* Ítems proporcionados *
╔══

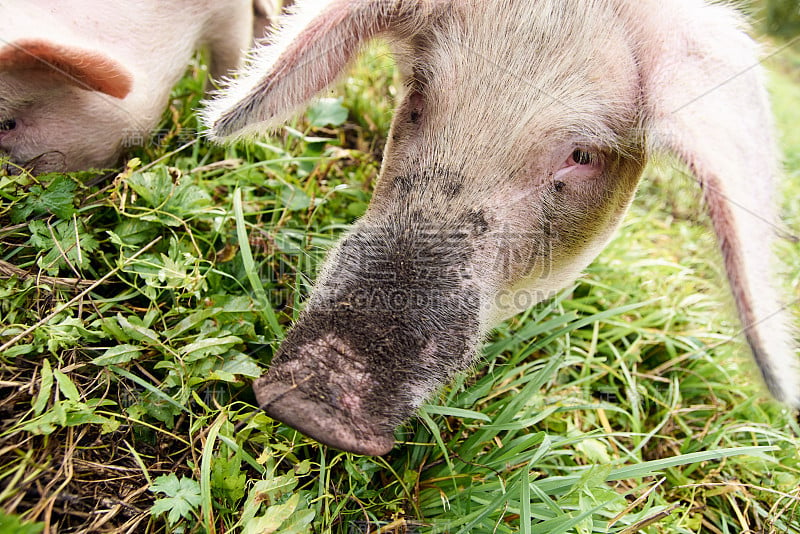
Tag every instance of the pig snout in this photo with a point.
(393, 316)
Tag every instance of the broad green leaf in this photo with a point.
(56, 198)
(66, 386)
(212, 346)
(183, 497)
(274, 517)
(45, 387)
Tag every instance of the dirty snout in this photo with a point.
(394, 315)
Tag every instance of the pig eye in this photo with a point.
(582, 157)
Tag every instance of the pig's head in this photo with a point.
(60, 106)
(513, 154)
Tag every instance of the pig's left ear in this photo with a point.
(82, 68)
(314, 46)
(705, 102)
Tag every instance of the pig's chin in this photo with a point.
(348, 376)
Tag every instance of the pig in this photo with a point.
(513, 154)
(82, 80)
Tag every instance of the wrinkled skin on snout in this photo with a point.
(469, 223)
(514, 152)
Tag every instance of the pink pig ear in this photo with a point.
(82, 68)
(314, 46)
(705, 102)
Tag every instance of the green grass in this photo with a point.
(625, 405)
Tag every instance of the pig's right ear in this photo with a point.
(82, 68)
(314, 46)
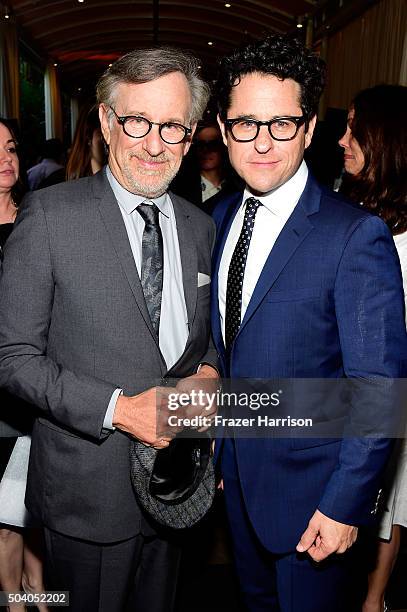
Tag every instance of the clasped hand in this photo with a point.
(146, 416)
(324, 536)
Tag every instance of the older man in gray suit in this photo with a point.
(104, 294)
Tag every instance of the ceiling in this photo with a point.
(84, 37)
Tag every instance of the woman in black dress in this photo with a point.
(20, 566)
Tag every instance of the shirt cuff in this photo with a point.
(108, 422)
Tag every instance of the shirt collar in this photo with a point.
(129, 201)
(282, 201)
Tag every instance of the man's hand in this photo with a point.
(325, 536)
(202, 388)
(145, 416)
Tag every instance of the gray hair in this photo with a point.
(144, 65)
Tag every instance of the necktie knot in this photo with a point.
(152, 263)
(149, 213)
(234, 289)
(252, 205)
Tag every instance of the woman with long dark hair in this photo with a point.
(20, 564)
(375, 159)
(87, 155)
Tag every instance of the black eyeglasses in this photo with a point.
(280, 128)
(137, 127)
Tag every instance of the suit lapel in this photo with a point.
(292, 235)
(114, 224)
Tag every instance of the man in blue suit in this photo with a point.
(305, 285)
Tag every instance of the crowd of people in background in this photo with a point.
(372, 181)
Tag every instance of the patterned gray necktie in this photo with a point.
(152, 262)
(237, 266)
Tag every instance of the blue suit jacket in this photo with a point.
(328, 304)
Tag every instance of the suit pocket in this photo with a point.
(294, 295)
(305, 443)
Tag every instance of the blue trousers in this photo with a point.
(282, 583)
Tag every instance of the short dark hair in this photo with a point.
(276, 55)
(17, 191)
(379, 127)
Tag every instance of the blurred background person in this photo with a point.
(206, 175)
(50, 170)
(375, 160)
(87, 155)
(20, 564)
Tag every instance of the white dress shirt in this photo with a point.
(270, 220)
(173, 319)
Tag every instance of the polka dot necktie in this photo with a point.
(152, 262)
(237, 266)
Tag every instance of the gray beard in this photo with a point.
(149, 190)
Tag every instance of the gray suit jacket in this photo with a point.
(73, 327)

╚══
╔══

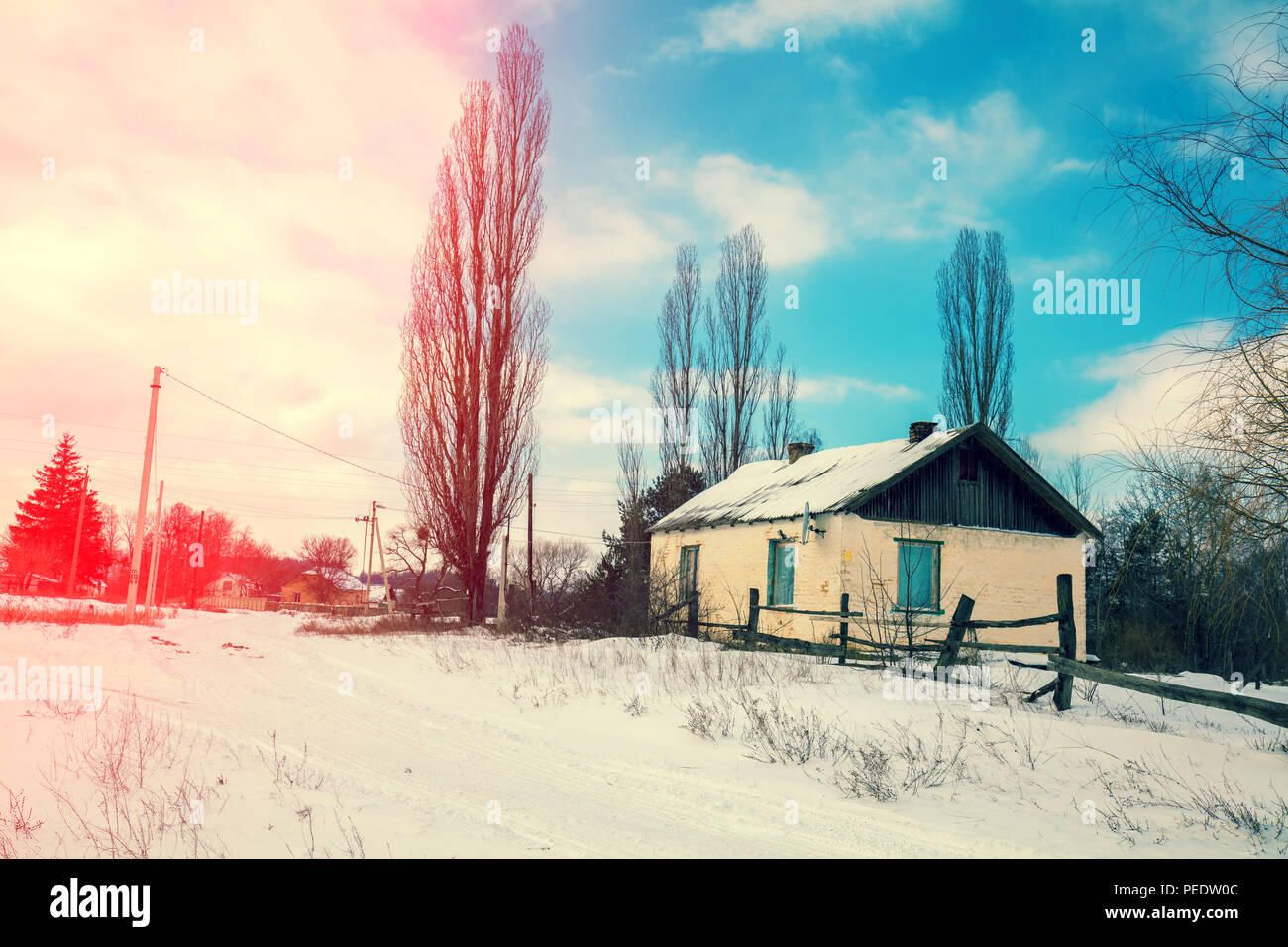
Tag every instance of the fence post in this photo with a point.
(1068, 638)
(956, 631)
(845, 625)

╚══

* Objetivo indicado *
Recopila cada línea de los ítems anteriores en la que aparezca la cadena "shirt", teniendo en cuenta las mayúsculas y minúsculas.

* Respuesta correcta *
Tag every instance of the shirt cuff in this photo with a point.
Tag every instance of the shirt collar in this photo with a point.
Tag every instance of the white dress shirt in this photo with a point.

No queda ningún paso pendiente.